GIVEN EXERCISE 1: What numbered design goals for the history tree viewer does the excerpt on visualizing wiki history trees below list?

SELECTED TEXT:
━━━━━━━━━━━━━━━━━━━━━━━━━━━━━━

As Kittur et al. did in [7], we detect reverts by computing the MD5 checksum of the UTF-8 encoding of each revision's text and comparing these checksums. Reducing text to a checksum enables prior history to be searched quickly with low space requirements as only 20-byte strings need to be stored and compared, and it is unlikely that two different revisions of the same article will have the same MD5 hash.

The tree can be built efficiently by processing revisions in chronological order and maintaining a hash table keyed with the checksums of the revisions that have been seen. If a wiki system stores revision checksums in its database tables, it can build the revision tree without needing to retrieve the full revision text.

4. VISUALIZING HISTORY TREES

In order for wiki editors to make use of structured history, it is necessary to display the relationships encoded in the tree in some manner. We have developed a history tree viewer to accomplish this, aiming to meet the following design goals:

1

1. Make it apparent which revisions were accepted as a basis for future development of the article and which were rejected.

2. Clearly show when a revision restores an article identically to a prior state. This is the same as requirement 1 for revert-based history trees, but treating it separately enables the design to accommodate more general trees where the deep binary tree property no longer holds.

3. Indicate when edits were made by the same editor.

As a further goal, our visualization must integrate with an existing interface for viewing article history. This promotes ease of deployment, lowers barriers to adoption, and positions the tool to be able to directly improve social translucency.

gitk [8], a program for reviewing commit history in the git distributed version control system, inspired the design of the history tree viewer. It represents revisions with small circles, connecting each revision to its parent revision(s) with colored lines. In this way edits, forks, and merges are all apparent. History tree views have somewhat different requirements, as they do not need to display merges and there are many terminal branches, but the dots and lines alongside a linear log display is retained as the foundation of our visualization.

4.1 Layout

Figure 3 shows our interface embedded in a Wikipedia history view. Our visualization is specifically designed to not only be integrated into existing interfaces but to directly augment the traditional linear history view.

On the left side of the revision list we show the relationships graphically. Each revision is represented by a circle or triangle in that revision's row in the history. A normal edit is drawn as a circle with an arrow going to it from its parent revision. A revert is drawn as a downward-facing triangle connected to the revision it reverts to with a heavy line. This directly fulfills the second design goal; the revert lines also bypass rejected revisions, meeting the first goal.

The revision symbols are laid out in columns such that the most recent revision in the article's history will appear in the far left column. If a revision has more than one child, the additional children are placed in columns to the right.

━━━━━━━━━━━━━━━━━━━━━━━━━━━━━━

GIVEN EXERCISE 2: In the records, could you swap "upper floor window" for "upper-story window" in the stretch from the line containing "of the upper" through the line containing "column 284, row 171" and give back only those lines?

[Position identification records]
━━━━━━━━━━━━━━━━━━━━━━━━━━━━━━

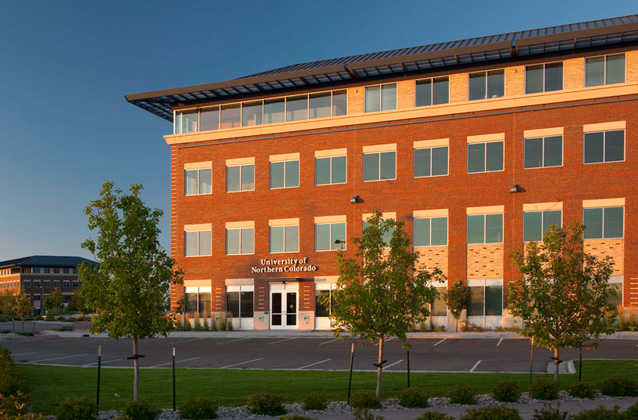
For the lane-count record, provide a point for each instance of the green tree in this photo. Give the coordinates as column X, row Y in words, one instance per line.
column 458, row 299
column 54, row 301
column 562, row 295
column 130, row 287
column 380, row 291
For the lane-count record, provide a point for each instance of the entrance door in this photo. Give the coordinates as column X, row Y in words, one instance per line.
column 283, row 306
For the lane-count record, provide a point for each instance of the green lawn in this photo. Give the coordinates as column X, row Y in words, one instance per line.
column 51, row 384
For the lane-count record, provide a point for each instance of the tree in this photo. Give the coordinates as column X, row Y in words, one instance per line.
column 129, row 289
column 380, row 291
column 562, row 295
column 54, row 301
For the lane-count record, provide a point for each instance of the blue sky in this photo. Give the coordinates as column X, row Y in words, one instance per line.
column 65, row 67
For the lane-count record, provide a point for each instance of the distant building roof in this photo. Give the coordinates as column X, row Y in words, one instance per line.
column 45, row 261
column 553, row 39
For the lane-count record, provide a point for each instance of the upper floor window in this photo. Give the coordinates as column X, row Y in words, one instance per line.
column 603, row 223
column 487, row 84
column 379, row 162
column 543, row 152
column 544, row 77
column 381, row 97
column 330, row 167
column 284, row 171
column 537, row 223
column 605, row 70
column 432, row 91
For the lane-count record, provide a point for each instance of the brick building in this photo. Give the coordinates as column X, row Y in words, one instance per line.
column 38, row 276
column 478, row 145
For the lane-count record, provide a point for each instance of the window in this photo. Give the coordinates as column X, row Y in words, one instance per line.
column 485, row 157
column 240, row 178
column 543, row 152
column 381, row 98
column 606, row 222
column 379, row 166
column 605, row 70
column 487, row 84
column 544, row 77
column 432, row 91
column 537, row 223
column 197, row 181
column 284, row 239
column 284, row 174
column 485, row 229
column 432, row 161
column 240, row 241
column 330, row 170
column 197, row 243
column 605, row 146
column 327, row 235
column 430, row 231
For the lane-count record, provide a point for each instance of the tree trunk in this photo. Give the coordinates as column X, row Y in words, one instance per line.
column 136, row 372
column 380, row 367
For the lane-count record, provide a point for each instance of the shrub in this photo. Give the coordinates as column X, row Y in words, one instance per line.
column 506, row 391
column 462, row 394
column 79, row 408
column 266, row 404
column 315, row 401
column 549, row 413
column 142, row 410
column 434, row 415
column 599, row 413
column 618, row 386
column 543, row 389
column 492, row 412
column 581, row 390
column 365, row 399
column 413, row 398
column 198, row 408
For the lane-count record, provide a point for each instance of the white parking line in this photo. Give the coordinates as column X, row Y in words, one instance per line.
column 58, row 358
column 439, row 342
column 393, row 364
column 177, row 361
column 281, row 341
column 314, row 364
column 242, row 363
column 331, row 341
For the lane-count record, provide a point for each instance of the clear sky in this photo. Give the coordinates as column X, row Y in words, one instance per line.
column 66, row 65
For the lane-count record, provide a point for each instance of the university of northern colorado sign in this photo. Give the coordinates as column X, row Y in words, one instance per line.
column 288, row 265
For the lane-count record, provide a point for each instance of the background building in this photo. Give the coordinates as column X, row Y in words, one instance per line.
column 478, row 145
column 40, row 275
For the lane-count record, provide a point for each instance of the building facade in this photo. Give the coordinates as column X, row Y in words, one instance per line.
column 476, row 145
column 38, row 276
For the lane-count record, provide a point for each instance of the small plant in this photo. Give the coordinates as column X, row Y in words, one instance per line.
column 365, row 399
column 599, row 413
column 492, row 412
column 315, row 401
column 142, row 410
column 506, row 391
column 549, row 413
column 80, row 408
column 462, row 394
column 543, row 389
column 198, row 408
column 618, row 386
column 266, row 404
column 581, row 390
column 413, row 398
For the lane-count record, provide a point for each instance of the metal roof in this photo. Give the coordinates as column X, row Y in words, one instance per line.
column 553, row 39
column 45, row 261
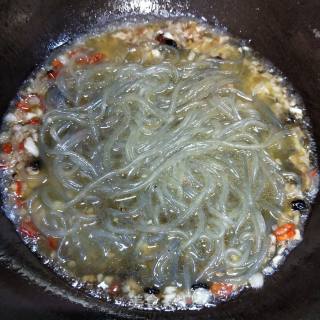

━━━━━━━━━━━━━━━━━━━━━━━━━━━━━━

TASK RESULT 1:
1. Make it apparent which revisions were accepted as a basis for future development of the article and which were rejected.
2. Clearly show when a revision restores an article identically to a prior state.
3. Indicate when edits were made by the same editor.

TASK RESULT 2:
For the lane-count record, provide a point for each instance of the upper-story window in this photo. Give the coordinates as column X, row Y in words, one instance per line.
column 603, row 223
column 487, row 84
column 379, row 162
column 543, row 152
column 544, row 77
column 381, row 97
column 330, row 167
column 284, row 171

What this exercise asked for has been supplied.